Job A: Print the passage of the model card below from "### Model Description" up to and including "types of text.", copying it word for word.

---
language: 
- en
tags:
- bert
- text-classification
- advertisements
license: apache-2.0
datasets:
- custom
---

## Kaleemullah/bert-base-uncased-ad-nonad-classifier

### Model Description
This model is a fine-tuned version of `bert-base-uncased`, specifically tailored for distinguishing between advertising (ad) and non-advertising (non-ad) text content. It is designed to understand the nuances and language patterns that differentiate promotional content from other types of text.

### Intended Use
- **Primary Use Case:** Text classification, specifically identifying whether a given piece of text is an advertisement or not.
- **Out-of-Scope Use Cases:** This model is not intended for understanding context beyond the binary classification of ads vs. non-ads. It should not be used for complex natural language understanding tasks like sentiment analysis, question-answering, etc.

### Training Data
The model was trained on a balanced dataset consisting of 40,000 examples, with 20,000 ads and 20,000 non-ads. Each text entry was preprocessed and tokenized using the BERT tokenizer.

Job B: Return the entries that follow the model card verbatim, every one of them, and leave the pictures out.

Data for processing:

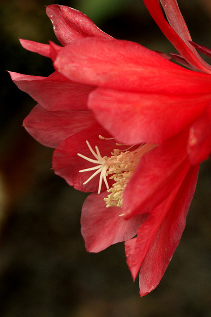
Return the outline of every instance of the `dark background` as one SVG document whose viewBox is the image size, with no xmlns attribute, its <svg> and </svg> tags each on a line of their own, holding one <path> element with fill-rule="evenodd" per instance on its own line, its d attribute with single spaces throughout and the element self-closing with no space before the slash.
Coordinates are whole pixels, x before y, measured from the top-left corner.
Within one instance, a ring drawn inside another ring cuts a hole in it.
<svg viewBox="0 0 211 317">
<path fill-rule="evenodd" d="M 178 1 L 193 40 L 211 47 L 210 0 Z M 182 239 L 162 281 L 140 298 L 124 243 L 88 254 L 80 232 L 86 194 L 51 169 L 52 150 L 21 126 L 36 105 L 5 70 L 48 76 L 51 61 L 19 38 L 58 43 L 45 5 L 83 11 L 105 32 L 175 52 L 141 0 L 1 0 L 0 316 L 211 317 L 211 161 L 201 165 Z"/>
</svg>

Expected output A:
### Model Description
This model is a fine-tuned version of `bert-base-uncased`, specifically tailored for distinguishing between advertising (ad) and non-advertising (non-ad) text content. It is designed to understand the nuances and language patterns that differentiate promotional content from other types of text.

Expected output B:
Return the outline of every instance of the `dark background` as one SVG document whose viewBox is the image size, with no xmlns attribute, its <svg> and </svg> tags each on a line of their own, holding one <path> element with fill-rule="evenodd" per instance on its own line, its d attribute with single spaces throughout and the element self-closing with no space before the slash.
Coordinates are whole pixels, x before y, measured from the top-left corner.
Within one instance, a ring drawn inside another ring cuts a hole in it.
<svg viewBox="0 0 211 317">
<path fill-rule="evenodd" d="M 178 1 L 193 40 L 211 47 L 210 0 Z M 182 239 L 162 281 L 140 298 L 124 243 L 88 254 L 80 232 L 86 194 L 51 169 L 52 150 L 21 126 L 36 105 L 5 70 L 48 76 L 51 61 L 19 38 L 58 43 L 45 5 L 83 11 L 105 32 L 175 52 L 141 0 L 1 0 L 0 316 L 211 317 L 211 161 L 201 165 Z"/>
</svg>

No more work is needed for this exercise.